"""
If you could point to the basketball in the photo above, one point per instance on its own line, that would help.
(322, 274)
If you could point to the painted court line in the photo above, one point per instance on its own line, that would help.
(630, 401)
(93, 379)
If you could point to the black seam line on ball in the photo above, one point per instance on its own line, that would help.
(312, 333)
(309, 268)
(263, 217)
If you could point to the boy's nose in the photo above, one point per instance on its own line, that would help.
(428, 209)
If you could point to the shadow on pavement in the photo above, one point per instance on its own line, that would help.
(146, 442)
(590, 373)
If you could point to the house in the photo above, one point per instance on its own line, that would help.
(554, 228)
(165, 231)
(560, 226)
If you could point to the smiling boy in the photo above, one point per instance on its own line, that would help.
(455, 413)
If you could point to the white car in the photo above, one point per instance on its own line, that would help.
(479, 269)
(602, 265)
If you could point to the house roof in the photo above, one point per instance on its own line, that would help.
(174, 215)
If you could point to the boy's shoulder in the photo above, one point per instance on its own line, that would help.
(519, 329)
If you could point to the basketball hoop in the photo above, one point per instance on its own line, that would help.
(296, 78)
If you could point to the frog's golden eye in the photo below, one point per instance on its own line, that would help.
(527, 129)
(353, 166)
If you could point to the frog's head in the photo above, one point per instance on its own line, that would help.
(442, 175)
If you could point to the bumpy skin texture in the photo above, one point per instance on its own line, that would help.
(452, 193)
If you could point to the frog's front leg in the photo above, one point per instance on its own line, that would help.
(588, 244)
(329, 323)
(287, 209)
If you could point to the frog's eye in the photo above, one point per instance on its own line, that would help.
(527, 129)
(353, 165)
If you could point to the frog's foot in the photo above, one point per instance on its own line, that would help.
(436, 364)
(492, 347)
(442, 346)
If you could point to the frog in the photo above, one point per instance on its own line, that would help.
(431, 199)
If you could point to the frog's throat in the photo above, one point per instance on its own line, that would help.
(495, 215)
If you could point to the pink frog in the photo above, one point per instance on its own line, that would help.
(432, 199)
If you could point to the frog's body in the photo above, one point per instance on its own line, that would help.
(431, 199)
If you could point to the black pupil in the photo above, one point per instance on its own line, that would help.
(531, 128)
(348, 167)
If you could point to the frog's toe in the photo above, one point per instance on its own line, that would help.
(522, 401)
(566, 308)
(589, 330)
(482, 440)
"""
Your objective: Repeat the material word for word, in full.

Problem solution:
If you could point to the basketball in the photo above, one point per instance on its own line, that would help.
(322, 274)
If you could point to the painted court line in the photo above, one point per instance on its own line, that would help.
(630, 401)
(93, 379)
If you could point to the black seam line on ball in the photo above, one point per instance on its own line, that would help.
(312, 333)
(309, 268)
(263, 217)
If you could point to the boy's nose in the photo above, one point per instance on its own line, that would help.
(428, 209)
If you could point to the shadow on pavement in the photo above, one point per instance on its own line, that would help.
(146, 442)
(590, 373)
If you could point to the house in the photo above, one point per instance on its own line, that would help.
(554, 228)
(165, 231)
(560, 226)
If you could point to the smiling boy in the photo above, one point per instance on its own line, that would help.
(455, 413)
If you could point to the white car in the photo above, one point per instance on its own line, that would help.
(479, 269)
(602, 265)
If you could point to the house roof in the photo above, one point per instance on its own line, that would help.
(174, 215)
If you could point to the boy's shoulder in the photo above, one point per instance on its own line, that would help.
(519, 329)
If you could point to the basketball hoop in the photo above, one point per instance on its own line, that would help.
(296, 78)
If you could point to the frog's golden eye in the photo below, one point per instance on its own line, that would help.
(527, 129)
(353, 166)
If you could point to the frog's head in the photo above, one point per instance on its own line, that would help.
(442, 175)
If you could point to the bumpy skin texture in the photo above, one point per instance on its own line, that would help.
(452, 193)
If you could point to the frog's front leg in the photo above, one point per instance on its own line, that would help.
(588, 244)
(329, 323)
(287, 209)
If you could point to the frog's eye in the photo above, one point per instance on its own line, that would help.
(527, 129)
(353, 165)
If you could point to the frog's foot in the photo above, one point per instance on its own line, that would help.
(436, 364)
(492, 347)
(442, 346)
If you could point to the frog in the photo above, one point per instance on its own line, that would help.
(431, 199)
If you could point to the frog's throat in the photo above, one point per instance on its own line, that would help.
(495, 215)
If you could point to the pink frog in the photo above, one point per instance on its own line, that would help.
(432, 199)
If you could point to the frog's body in the photo above, one point per instance on its own line, that would help.
(431, 199)
If you could point to the black pupil in the photo above, one point per instance on its own line, that would help.
(531, 128)
(348, 167)
If you could point to the frog's toe in the photo above, one point per instance on its own line, that would help.
(522, 401)
(566, 308)
(589, 330)
(482, 440)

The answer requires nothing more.